Crisafulli habla alto, en inglés y en tandas de 15 segundos para dejar tiempo a la traducción que hace al krio uno de los trabajadores sociales. "¡Debéis tener un sueño! Pero no puede ser haceros ricos. Soñad con ir al colegio, con estudiar y con convertiros en médicos, abogados o enfermeros, ¡pero no con tener dinero!", proclama, e ilustra su argumento aludiendo a su paisano Diego Armando Maradona. "¡Él lo tenía todo! Jugó en el Boca, en el Barcelona y en el Nápoles. Ganó títulos y dinero, pero el alcohol, las drogas…. ¡Muy mala vida. Todo lo perdió! ¡No soñéis con eso, sino con volver al colegio, con ir a la universidad!”.

La charla surte efecto. Mientras los trabajadores sociales recogen y lavan los cubiertos, algunos de los pequeños se acercan a Crisafulli. Entre ellos Emanuel. "Yo tengo un sueño. Quiero ser abogado. Quizás así pueda defender a mis compañeros cuando tengan problemas", dice. La voluntaria que ha recogido datos de todos los niños que ha atendido hoy el autobús ha contado 63. "Ahora estudiaremos quiénes pueden ser beneficiarios del programa de reubicación familiar y buscaremos a sus parientes. Son casos increíbles", valora el salesiano.

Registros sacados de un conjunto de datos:
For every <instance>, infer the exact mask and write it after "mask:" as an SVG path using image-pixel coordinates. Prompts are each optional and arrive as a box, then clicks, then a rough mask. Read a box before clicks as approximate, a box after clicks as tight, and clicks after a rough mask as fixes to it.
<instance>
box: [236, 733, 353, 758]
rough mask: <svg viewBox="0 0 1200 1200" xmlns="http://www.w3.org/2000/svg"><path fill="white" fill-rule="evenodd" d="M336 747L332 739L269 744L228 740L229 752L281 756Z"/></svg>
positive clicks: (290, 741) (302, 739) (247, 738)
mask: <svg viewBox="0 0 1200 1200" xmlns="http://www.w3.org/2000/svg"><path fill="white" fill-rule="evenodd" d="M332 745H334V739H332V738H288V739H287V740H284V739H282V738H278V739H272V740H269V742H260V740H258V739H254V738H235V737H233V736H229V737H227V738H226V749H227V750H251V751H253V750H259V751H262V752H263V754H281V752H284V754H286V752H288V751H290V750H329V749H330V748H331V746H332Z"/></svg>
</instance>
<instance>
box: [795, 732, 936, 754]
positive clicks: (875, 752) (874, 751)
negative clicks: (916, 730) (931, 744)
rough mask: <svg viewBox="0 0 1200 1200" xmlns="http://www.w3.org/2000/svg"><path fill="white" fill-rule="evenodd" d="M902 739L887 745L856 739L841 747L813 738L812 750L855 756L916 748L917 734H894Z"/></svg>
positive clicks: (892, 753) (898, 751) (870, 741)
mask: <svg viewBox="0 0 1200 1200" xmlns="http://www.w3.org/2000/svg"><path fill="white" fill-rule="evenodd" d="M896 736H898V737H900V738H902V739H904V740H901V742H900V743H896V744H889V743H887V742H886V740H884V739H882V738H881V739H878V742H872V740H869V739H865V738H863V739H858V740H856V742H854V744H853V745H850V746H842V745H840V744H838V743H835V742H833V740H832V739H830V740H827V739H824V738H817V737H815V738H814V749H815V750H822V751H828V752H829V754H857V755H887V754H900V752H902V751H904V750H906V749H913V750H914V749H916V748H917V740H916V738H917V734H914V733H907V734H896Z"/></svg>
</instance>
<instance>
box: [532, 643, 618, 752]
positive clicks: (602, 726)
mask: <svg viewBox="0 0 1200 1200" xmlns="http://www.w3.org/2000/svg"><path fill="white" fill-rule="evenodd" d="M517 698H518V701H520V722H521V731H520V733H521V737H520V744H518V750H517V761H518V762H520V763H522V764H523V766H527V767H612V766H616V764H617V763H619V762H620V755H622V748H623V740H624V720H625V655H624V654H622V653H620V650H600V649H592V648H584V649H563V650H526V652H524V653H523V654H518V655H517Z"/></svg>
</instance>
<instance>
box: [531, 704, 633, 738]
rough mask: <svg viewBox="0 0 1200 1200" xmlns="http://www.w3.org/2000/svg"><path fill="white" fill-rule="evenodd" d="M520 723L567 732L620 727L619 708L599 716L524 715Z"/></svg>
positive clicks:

Qué debes hacer:
Transcribe sin cambios el trozo del texto para revisar que empieza en "La charla surte" y llega hasta "valora el salesiano.", incluidas estas últimas palabras.

Problema resuelto:
La charla surte efecto. Mientras los trabajadores sociales recogen y lavan los cubiertos, algunos de los pequeños se acercan a Crisafulli. Entre ellos Emanuel. "Yo tengo un sueño. Quiero ser abogado. Quizás así pueda defender a mis compañeros cuando tengan problemas", dice. La voluntaria que ha recogido datos de todos los niños que ha atendido hoy el autobús ha contado 63. "Ahora estudiaremos quiénes pueden ser beneficiarios del programa de reubicación familiar y buscaremos a sus parientes. Son casos increíbles", valora el salesiano.